* _Your task_
Convert every line of the data below into a JSON list of strings, one string per line, skipping blank lines.

Extracted records:

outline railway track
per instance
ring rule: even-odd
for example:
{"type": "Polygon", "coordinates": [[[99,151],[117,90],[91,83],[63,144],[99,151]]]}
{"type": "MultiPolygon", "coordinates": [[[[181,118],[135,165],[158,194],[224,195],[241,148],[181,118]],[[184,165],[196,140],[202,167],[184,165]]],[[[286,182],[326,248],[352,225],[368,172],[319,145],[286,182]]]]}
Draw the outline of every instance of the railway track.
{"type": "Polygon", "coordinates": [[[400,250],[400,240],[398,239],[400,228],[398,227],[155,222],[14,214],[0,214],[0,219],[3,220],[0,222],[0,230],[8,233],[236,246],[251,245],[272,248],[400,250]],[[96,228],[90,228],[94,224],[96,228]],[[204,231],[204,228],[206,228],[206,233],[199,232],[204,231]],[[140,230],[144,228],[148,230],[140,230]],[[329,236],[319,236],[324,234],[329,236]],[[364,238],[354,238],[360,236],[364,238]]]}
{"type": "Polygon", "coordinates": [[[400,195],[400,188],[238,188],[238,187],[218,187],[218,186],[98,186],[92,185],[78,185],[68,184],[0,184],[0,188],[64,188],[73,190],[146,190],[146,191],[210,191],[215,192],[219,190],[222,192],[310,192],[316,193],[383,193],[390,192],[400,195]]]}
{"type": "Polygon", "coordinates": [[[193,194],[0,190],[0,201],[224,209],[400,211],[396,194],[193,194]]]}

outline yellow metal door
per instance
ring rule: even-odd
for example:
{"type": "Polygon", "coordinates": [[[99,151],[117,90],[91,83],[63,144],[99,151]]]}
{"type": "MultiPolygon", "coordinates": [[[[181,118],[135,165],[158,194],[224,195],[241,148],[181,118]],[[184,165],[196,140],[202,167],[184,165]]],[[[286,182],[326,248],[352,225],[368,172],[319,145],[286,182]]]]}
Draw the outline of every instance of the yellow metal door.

* _Written answer_
[
  "outline railway track",
  "per instance",
  "ring rule: even-odd",
  "for example:",
  "{\"type\": \"Polygon\", \"coordinates\": [[[99,151],[117,90],[91,83],[63,144],[99,151]]]}",
  "{\"type\": \"MultiPolygon\", \"coordinates\": [[[[181,118],[135,165],[158,194],[224,195],[241,148],[181,118]],[[184,165],[196,140],[202,167],[184,165]]],[[[286,182],[326,248],[352,225],[368,172],[319,145],[286,182]]]]}",
  "Draw the outline of every instance of the railway track.",
  "{\"type\": \"Polygon\", \"coordinates\": [[[400,250],[400,240],[398,239],[400,228],[398,227],[155,222],[14,214],[0,214],[0,219],[3,220],[0,222],[0,230],[8,233],[236,246],[251,245],[272,248],[400,250]],[[96,228],[90,228],[94,224],[96,228]],[[204,231],[204,228],[206,228],[206,233],[199,232],[204,231]],[[140,230],[144,228],[148,230],[140,230]],[[329,236],[319,236],[324,234],[329,236]],[[364,238],[354,238],[360,236],[364,238]]]}",
  "{\"type\": \"Polygon\", \"coordinates\": [[[400,195],[400,188],[238,188],[238,187],[218,187],[218,186],[98,186],[92,185],[78,185],[68,184],[0,184],[0,188],[64,188],[73,190],[146,190],[146,191],[210,191],[215,192],[219,190],[222,192],[310,192],[316,193],[383,193],[390,192],[400,195]]]}",
  "{\"type\": \"Polygon\", \"coordinates\": [[[193,194],[0,190],[0,201],[224,209],[400,211],[396,194],[193,194]]]}",
  "outline yellow metal door",
  "per instance",
  "ring rule: even-odd",
  "for example:",
  "{\"type\": \"Polygon\", \"coordinates\": [[[99,151],[117,90],[91,83],[63,144],[99,151]]]}",
  "{\"type\": \"MultiPolygon\", \"coordinates\": [[[[181,118],[135,165],[158,194],[224,195],[241,148],[181,118]],[[184,165],[196,140],[202,167],[184,165]]],[[[286,182],[326,248],[352,225],[368,172],[319,145],[286,182]]]]}",
  "Draw the outline of every instance of the yellow metal door."
]